-- DATA start --
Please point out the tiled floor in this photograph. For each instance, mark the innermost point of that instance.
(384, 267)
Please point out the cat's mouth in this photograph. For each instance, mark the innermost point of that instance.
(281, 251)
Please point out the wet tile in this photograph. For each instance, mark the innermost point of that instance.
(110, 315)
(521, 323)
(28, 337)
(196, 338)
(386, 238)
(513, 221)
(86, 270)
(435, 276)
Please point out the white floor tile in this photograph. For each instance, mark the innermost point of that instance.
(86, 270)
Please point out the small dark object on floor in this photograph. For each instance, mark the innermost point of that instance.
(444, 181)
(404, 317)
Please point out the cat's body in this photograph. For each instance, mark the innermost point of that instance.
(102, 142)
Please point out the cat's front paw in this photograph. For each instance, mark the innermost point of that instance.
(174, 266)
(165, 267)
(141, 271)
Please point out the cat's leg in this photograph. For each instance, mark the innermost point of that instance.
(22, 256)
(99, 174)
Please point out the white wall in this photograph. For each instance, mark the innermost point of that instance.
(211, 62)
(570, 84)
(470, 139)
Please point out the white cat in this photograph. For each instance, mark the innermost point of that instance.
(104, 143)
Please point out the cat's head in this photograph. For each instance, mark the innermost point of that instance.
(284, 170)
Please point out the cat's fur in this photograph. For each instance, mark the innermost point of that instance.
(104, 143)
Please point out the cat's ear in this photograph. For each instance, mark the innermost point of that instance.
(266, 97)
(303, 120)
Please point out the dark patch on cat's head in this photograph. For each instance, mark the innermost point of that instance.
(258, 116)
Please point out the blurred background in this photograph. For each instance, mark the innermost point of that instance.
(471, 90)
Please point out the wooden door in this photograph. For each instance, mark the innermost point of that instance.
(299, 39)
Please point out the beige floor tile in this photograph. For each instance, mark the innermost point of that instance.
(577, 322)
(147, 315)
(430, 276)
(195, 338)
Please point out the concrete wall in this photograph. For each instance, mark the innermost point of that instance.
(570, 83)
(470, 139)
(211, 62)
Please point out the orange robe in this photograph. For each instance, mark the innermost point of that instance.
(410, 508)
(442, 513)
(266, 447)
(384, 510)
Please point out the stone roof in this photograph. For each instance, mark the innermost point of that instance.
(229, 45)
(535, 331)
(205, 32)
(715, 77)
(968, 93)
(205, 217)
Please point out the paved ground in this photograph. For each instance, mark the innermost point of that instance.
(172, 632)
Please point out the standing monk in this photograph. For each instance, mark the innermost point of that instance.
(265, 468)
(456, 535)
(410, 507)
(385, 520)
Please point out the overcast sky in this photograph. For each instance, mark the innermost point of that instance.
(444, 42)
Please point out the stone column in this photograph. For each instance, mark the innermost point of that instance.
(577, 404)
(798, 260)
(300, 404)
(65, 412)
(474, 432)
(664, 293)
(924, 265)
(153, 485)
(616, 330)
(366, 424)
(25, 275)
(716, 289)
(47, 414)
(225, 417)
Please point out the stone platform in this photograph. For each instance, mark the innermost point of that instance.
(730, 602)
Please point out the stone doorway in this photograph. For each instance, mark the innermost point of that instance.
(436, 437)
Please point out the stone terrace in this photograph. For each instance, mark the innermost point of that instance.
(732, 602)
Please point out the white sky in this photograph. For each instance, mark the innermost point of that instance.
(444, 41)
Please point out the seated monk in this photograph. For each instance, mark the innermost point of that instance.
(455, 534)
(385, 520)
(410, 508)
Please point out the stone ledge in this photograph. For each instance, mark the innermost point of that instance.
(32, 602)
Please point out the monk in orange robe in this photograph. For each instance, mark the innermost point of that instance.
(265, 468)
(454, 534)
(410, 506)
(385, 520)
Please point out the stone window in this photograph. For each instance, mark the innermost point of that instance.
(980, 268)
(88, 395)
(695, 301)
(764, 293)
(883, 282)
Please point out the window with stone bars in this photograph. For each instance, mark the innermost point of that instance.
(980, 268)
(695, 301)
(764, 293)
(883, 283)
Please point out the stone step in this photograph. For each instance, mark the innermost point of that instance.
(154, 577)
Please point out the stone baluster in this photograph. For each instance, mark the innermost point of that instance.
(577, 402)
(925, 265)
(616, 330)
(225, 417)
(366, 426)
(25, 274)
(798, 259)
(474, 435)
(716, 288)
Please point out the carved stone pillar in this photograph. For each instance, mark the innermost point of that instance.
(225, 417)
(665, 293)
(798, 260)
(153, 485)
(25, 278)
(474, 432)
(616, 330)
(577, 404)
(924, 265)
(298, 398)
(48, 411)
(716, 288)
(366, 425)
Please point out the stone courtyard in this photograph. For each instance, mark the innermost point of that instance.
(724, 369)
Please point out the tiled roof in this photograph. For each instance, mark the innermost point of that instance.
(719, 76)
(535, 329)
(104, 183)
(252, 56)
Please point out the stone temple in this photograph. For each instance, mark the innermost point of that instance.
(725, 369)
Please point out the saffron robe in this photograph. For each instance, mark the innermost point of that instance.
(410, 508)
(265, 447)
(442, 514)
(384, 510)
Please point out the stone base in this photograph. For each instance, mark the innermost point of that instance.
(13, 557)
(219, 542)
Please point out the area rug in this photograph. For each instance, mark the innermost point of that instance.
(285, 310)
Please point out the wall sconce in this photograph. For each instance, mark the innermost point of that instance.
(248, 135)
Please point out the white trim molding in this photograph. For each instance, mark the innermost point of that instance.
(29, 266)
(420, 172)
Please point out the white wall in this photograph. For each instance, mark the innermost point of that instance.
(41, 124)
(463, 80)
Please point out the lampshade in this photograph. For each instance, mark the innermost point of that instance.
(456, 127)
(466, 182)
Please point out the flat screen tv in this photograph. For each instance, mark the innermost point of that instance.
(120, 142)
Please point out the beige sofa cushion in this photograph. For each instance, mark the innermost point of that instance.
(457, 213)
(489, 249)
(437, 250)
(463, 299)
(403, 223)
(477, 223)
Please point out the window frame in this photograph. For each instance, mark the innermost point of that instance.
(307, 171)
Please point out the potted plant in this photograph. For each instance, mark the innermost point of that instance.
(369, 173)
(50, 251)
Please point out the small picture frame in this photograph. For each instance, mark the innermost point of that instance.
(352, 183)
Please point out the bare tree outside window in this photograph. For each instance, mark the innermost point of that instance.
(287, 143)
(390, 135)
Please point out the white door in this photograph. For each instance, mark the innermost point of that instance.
-- DATA end --
**TASK STATEMENT**
Your task is to repeat the data exactly; please include every line.

**RESULT**
Please point out the tiled floor in this photograph. For each instance, mark the innermost point of that instance.
(384, 267)
Please point out the cat's mouth in this photograph. For each instance, mark the innermost point of that instance.
(281, 251)
Please point out the wet tile in this photograph. For each instance, mark the innermost point of that instance.
(110, 315)
(521, 323)
(28, 337)
(196, 338)
(386, 238)
(513, 221)
(86, 270)
(435, 276)
Please point out the white floor tile in this photograph. For each instance, mark the innermost point of that instance.
(86, 270)
Please point out the small dark object on floor in this photograph. For each instance, mark the innermost point of that instance.
(444, 181)
(404, 317)
Please point out the cat's body in this photograph. For each instance, mark the innermost point of that instance.
(102, 142)
Please point out the cat's front paw in this photograph. For each instance, mark the innermost point of that instance.
(174, 266)
(165, 267)
(141, 271)
Please point out the cat's leg in this photograph. For each instance, mark the innermost point of that instance.
(22, 256)
(99, 174)
Please point out the white wall in this photograph. For each instance, mark the innermost point of that instance.
(211, 62)
(570, 84)
(470, 139)
Please point out the white cat in this photograph. For each instance, mark the innermost point of that instance.
(104, 143)
Please point out the cat's head in this photograph. For each instance, mark the innermost point of that instance.
(284, 170)
Please point out the cat's fur in this photograph. For each instance, mark the innermost point of that instance.
(104, 143)
Please point out the cat's ear in this photograph. For each instance, mark the innermost point of that instance.
(266, 97)
(303, 120)
Please point out the dark patch on cat's head in this photograph. For each instance, mark the innermost point of that instance.
(258, 116)
Please point out the blurred background in this photograph. For each instance, mark the innermost point of that instance.
(471, 90)
Please point out the wooden door in this photograph. For each instance, mark the innermost point of that instance.
(299, 39)
Please point out the beige floor tile in this photograph. For each instance, mark the innermost point of that instance.
(577, 322)
(147, 315)
(430, 276)
(195, 338)
Please point out the concrete wall in this photograph. For each instance, mark the innermost point of that instance.
(570, 83)
(470, 139)
(211, 62)
Please point out the orange robe in this photograph. For each instance, mark the innermost point of that instance.
(410, 508)
(442, 513)
(266, 447)
(384, 510)
Please point out the stone roof in this photograph. For each instance, mark the innermost point of that instance.
(229, 45)
(535, 331)
(205, 32)
(715, 77)
(968, 93)
(205, 217)
Please point out the paved ground in this photograph. For each instance, mark the innermost point of that instance.
(172, 632)
Please point out the standing monk in this photograph. For each instance, mark the innermost point of that instance.
(265, 468)
(456, 535)
(410, 507)
(385, 520)
Please point out the overcast sky in this photograph. For each instance, mark the innermost point of that instance.
(444, 42)
Please point out the stone column in this photograph. For each instance, mark the innermost point of that instance.
(577, 404)
(798, 260)
(300, 404)
(65, 412)
(474, 432)
(664, 293)
(924, 265)
(153, 485)
(616, 330)
(366, 424)
(25, 275)
(716, 289)
(47, 414)
(225, 417)
Please point out the stone platform in this photograph. For each instance, mark the innermost point of that instance.
(730, 602)
Please point out the stone doorway in this photograph. For each instance, mark the innermost point of that instance.
(436, 437)
Please point out the stone terrace in this photograph. For each instance, mark the innermost point of that instance.
(732, 602)
Please point out the white sky in this photograph. For each instance, mark the innermost point of that instance.
(444, 41)
Please point out the seated monk in this photograph. For each instance, mark the innermost point of that instance.
(455, 534)
(385, 520)
(410, 508)
Please point out the stone ledge in this photograph. For each instance, mark the innermost point of that instance.
(32, 602)
Please point out the monk in orange robe in this photograph. For each instance, mark the innermost point of that instance.
(265, 468)
(454, 534)
(410, 506)
(385, 520)
Please point out the stone window in this photograph. For each instance, mark the innermost point of that instance.
(980, 268)
(88, 395)
(695, 301)
(764, 293)
(883, 282)
Please point out the window with stone bars in this photograph. For each instance, mark the innermost point of that instance.
(980, 268)
(695, 301)
(764, 293)
(883, 283)
Please point out the stone step in this photograph. For each instance, mark the innermost point of that instance.
(154, 577)
Please point out the stone baluster in this photograph. For each instance, mark the innermost point of that instance.
(577, 402)
(925, 265)
(616, 330)
(225, 417)
(366, 426)
(25, 274)
(798, 259)
(474, 435)
(716, 288)
Please point out the carved stone pillar in this photograph. For each instance, mark the innermost point of that instance.
(225, 417)
(665, 293)
(798, 260)
(153, 485)
(25, 278)
(474, 432)
(616, 330)
(577, 404)
(924, 265)
(298, 398)
(48, 411)
(716, 288)
(366, 425)
Please point out the stone courtyard in this photograph. For each instance, mark the innermost point of that instance.
(724, 369)
Please point out the tiled roof in this photograph. For each instance, mark the innermost point of that instance.
(719, 76)
(535, 329)
(104, 183)
(252, 56)
Please point out the stone temple in this photograph. For each instance, mark the innermost point of that instance.
(725, 369)
Please point out the saffron robe in this photograph. For each instance, mark the innermost point of that instance.
(410, 508)
(265, 447)
(442, 514)
(384, 510)
Please point out the stone base in this photograph. For each instance, mark the innermost point of that instance.
(13, 557)
(219, 542)
Please point out the area rug in this photograph. For each instance, mark the innermost point of that instance.
(285, 310)
Please point out the wall sconce in this photograph. For each instance, mark the innermost point of that instance.
(248, 135)
Please point out the white trim molding in this photograph. For each instance, mark the innermost point of that instance.
(29, 266)
(420, 172)
Please point out the white wall in this photograph. For each instance, mark the innermost point of that instance.
(41, 124)
(463, 80)
Please point out the lampshade in this photograph. For each instance, mark the innermost point of that instance.
(456, 127)
(466, 182)
Please point out the flat screen tv in this photograph. For each instance, mark the innermost point of that instance.
(120, 142)
Please point out the beige sofa cushion in this photograph. For each instance, mark the innermost point of that instance.
(457, 213)
(489, 249)
(437, 250)
(463, 299)
(403, 223)
(477, 223)
Please point out the window frame in this photograph. For each instance, mark the innermost point of that instance.
(307, 171)
Please point out the potted plant in this photograph. For each instance, mark the innermost point of that instance.
(369, 173)
(50, 251)
Please point out the small picture frame in this photograph. For each instance, mark the innermost point of that instance.
(352, 183)
Please point out the bare tree outside window in this photograph. For each instance, mark the innermost point of that instance.
(287, 143)
(390, 135)
Please point out the white door in this photograph. For each instance, mark the innermost point of that instance.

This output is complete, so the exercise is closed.